Exercise directions >>
Only the stretch below from the line holding "Target: white cloud" through the line holding "Target: white car" should be restated, word for word and with both ends included; pictures stay out.

START Data listing

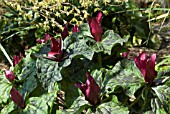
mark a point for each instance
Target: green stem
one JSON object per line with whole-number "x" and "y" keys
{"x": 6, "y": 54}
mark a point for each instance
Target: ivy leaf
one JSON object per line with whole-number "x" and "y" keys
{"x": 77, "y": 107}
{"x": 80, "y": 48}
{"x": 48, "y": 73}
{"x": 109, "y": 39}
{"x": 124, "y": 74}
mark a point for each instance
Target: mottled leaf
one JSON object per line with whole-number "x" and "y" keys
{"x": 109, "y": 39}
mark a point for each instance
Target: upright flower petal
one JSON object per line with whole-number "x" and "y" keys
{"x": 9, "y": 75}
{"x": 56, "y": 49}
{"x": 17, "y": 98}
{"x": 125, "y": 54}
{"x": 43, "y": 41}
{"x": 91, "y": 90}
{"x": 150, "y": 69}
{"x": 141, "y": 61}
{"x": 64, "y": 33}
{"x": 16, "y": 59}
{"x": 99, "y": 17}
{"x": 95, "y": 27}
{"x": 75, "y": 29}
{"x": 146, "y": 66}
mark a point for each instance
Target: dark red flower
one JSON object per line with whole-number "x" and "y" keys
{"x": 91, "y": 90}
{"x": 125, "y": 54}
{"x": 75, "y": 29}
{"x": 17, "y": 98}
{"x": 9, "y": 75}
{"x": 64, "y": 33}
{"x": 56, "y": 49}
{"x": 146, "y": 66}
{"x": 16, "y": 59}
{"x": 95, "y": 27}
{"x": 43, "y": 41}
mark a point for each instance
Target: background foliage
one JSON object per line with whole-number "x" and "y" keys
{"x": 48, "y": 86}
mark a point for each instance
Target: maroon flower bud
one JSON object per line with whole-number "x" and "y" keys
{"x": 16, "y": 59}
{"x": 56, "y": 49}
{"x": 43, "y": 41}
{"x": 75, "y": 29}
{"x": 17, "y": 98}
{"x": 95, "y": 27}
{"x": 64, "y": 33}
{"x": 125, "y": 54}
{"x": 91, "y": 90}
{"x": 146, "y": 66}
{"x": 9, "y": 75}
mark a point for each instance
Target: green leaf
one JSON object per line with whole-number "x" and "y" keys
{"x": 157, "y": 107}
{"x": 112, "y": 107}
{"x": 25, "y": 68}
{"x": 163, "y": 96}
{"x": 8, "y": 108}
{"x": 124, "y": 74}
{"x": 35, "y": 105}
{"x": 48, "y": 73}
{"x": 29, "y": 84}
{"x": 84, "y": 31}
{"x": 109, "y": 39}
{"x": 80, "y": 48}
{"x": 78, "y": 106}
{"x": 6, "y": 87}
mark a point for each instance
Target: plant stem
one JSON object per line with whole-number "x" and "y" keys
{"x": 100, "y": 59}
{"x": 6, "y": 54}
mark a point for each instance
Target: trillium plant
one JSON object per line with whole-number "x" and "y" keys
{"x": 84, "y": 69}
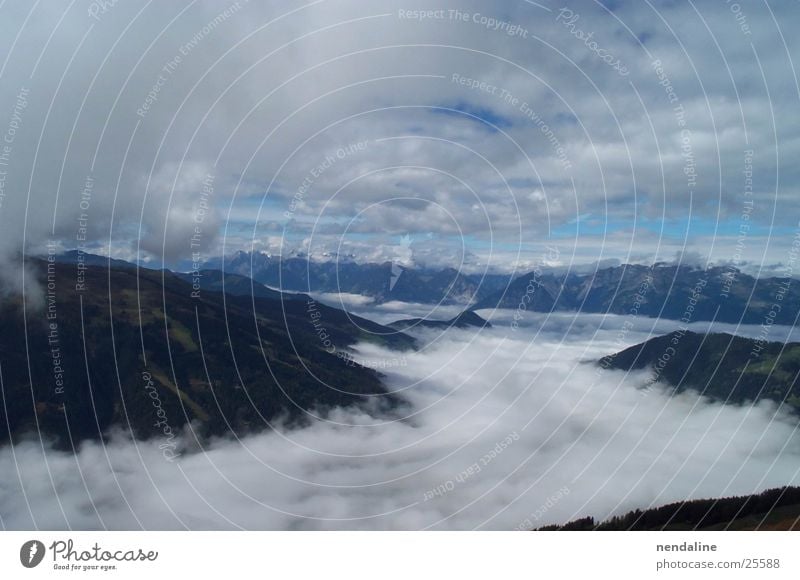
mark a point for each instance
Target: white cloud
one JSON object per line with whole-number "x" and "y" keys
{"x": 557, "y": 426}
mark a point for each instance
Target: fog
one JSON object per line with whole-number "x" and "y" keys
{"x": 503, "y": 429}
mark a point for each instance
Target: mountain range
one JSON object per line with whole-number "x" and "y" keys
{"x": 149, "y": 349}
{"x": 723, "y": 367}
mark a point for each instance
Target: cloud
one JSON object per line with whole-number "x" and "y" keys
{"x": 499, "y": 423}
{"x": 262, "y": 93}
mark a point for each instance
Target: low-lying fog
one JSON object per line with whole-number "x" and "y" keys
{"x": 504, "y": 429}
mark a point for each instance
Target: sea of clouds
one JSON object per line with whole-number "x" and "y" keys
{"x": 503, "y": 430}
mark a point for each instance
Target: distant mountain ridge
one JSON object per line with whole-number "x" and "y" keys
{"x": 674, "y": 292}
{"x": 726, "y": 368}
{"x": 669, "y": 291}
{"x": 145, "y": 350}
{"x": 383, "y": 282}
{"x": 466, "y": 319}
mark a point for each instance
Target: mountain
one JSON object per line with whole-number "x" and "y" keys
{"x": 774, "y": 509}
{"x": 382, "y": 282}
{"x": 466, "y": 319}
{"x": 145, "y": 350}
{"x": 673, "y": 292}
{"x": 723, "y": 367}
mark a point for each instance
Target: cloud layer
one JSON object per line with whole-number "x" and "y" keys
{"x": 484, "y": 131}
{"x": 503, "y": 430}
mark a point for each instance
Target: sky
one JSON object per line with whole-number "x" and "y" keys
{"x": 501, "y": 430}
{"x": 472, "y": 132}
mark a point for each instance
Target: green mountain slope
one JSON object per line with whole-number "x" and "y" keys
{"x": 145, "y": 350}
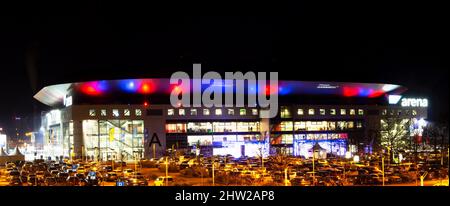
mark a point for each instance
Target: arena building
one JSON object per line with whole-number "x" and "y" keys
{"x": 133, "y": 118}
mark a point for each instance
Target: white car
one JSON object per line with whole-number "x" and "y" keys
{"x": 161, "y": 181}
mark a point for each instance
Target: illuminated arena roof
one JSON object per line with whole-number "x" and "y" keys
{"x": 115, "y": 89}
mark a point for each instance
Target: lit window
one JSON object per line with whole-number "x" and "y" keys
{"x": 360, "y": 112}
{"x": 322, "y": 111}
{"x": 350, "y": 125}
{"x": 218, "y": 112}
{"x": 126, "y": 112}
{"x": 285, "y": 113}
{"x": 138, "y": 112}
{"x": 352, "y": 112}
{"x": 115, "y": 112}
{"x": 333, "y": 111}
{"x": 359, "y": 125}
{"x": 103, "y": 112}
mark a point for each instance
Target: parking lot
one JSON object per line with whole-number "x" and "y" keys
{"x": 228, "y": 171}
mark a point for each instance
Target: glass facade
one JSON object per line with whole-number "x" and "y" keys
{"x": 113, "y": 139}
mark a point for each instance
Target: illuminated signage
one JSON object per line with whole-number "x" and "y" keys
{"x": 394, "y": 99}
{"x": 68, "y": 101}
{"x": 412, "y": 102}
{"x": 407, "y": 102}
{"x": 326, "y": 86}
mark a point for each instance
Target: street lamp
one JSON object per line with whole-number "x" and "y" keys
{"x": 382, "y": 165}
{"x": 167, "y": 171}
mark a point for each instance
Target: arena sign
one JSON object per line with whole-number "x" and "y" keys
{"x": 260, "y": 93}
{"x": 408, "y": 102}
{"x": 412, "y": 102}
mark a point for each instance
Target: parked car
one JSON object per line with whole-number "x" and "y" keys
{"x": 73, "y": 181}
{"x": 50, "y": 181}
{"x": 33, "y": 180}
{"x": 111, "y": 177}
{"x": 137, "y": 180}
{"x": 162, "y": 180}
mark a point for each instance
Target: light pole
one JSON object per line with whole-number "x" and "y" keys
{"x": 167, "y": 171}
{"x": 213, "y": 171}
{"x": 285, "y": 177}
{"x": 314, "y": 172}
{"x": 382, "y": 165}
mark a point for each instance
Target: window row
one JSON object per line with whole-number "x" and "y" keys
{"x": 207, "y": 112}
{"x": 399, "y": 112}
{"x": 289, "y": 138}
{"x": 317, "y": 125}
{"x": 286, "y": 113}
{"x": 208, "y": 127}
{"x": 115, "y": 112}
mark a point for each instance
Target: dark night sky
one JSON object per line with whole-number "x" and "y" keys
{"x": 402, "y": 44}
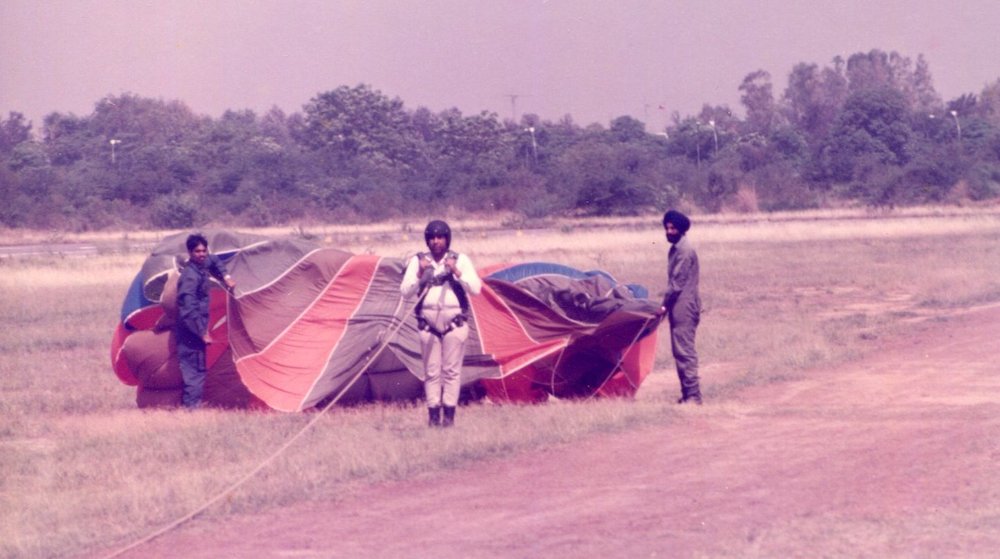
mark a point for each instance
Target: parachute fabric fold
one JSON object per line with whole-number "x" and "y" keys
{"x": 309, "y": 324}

END Data listing
START Data listing

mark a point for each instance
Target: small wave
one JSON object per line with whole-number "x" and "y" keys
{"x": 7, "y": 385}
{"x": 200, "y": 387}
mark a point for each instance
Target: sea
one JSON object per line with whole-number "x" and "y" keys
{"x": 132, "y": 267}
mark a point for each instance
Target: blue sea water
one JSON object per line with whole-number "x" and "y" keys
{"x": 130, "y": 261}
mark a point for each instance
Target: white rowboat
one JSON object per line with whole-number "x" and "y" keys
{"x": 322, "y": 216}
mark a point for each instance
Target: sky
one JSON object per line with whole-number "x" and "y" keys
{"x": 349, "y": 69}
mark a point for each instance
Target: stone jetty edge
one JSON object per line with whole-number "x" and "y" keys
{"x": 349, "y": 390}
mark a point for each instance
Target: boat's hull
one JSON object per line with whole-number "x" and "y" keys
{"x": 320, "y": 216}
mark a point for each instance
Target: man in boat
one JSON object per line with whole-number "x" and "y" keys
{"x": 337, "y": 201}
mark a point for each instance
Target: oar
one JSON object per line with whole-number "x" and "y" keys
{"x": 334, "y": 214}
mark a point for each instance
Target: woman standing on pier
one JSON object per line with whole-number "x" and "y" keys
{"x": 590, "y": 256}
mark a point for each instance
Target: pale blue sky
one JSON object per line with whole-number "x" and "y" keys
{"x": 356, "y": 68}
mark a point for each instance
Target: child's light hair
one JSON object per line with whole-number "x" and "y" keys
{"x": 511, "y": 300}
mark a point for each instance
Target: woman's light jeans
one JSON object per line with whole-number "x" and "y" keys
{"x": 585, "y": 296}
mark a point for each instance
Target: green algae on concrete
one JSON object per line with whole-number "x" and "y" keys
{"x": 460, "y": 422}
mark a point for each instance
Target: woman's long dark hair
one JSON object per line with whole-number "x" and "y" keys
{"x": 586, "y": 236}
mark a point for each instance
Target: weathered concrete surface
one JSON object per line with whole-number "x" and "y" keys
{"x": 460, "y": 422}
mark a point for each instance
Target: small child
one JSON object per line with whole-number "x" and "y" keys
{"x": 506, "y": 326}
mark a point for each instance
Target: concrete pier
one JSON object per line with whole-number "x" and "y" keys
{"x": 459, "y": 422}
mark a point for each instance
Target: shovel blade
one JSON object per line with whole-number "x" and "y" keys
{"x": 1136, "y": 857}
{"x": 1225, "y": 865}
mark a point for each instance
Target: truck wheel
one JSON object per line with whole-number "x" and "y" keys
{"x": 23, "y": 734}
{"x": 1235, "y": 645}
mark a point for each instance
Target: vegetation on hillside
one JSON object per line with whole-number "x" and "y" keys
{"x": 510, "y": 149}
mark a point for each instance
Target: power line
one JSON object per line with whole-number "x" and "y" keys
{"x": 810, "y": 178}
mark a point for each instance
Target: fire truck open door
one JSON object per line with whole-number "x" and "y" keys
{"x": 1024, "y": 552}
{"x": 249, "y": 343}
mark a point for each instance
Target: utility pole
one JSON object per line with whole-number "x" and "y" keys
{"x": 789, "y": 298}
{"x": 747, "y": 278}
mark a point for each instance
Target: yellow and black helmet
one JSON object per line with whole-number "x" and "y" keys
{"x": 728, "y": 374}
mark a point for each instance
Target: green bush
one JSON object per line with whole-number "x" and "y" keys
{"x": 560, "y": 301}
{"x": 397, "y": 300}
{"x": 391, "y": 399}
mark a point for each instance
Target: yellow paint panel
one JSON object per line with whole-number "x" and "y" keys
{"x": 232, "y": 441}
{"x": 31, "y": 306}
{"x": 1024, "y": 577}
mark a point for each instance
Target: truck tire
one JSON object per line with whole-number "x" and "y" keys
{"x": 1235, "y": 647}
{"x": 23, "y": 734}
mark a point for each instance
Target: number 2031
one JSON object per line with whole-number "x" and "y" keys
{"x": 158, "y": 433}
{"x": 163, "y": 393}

END Data listing

Solved exercise >>
Target: white cloud
one JSON object per line with whole-number "x" and "y" keys
{"x": 557, "y": 426}
mark a point for each instance
Target: fog
one JSON object per line with whole-number "x" and "y" keys
{"x": 503, "y": 429}
mark a point for each instance
Target: mountain range
one JSON object per line with whole-number "x" and "y" keys
{"x": 149, "y": 349}
{"x": 723, "y": 367}
mark a point for each instance
Target: cloud
one JSON object per line with whole-number "x" and "y" keys
{"x": 499, "y": 423}
{"x": 262, "y": 93}
mark a point for each instance
Target: low-lying fog
one JSON object per line with whole-number "x" and "y" keys
{"x": 504, "y": 429}
mark a point for each instance
Target: sea of clouds
one JSON object per line with whole-number "x" and "y" keys
{"x": 503, "y": 430}
mark a point for each instance
Target: distant mountain ridge
one JSON object per line with whole-number "x" and "y" keys
{"x": 674, "y": 292}
{"x": 726, "y": 368}
{"x": 669, "y": 291}
{"x": 145, "y": 350}
{"x": 383, "y": 282}
{"x": 466, "y": 319}
mark a point for each instance
Target: mountain
one JSON object per line with whole-number "x" and "y" keys
{"x": 774, "y": 509}
{"x": 382, "y": 282}
{"x": 466, "y": 319}
{"x": 145, "y": 350}
{"x": 673, "y": 292}
{"x": 723, "y": 367}
mark a point for each instance
Target: cloud layer
one JSON object per line with whole-number "x" and "y" keys
{"x": 484, "y": 131}
{"x": 503, "y": 430}
mark a point for each instance
Target: sky
one JSON object per line with whole-number "x" and "y" keys
{"x": 501, "y": 430}
{"x": 472, "y": 132}
mark a point for each instance
Target: green mountain slope
one JSON object per line with whole-number "x" and "y" keys
{"x": 145, "y": 350}
mark a point for each instance
Target: arena building
one JSON object per line with whole-number "x" and "y" keys
{"x": 133, "y": 118}
mark a point for each instance
Target: white car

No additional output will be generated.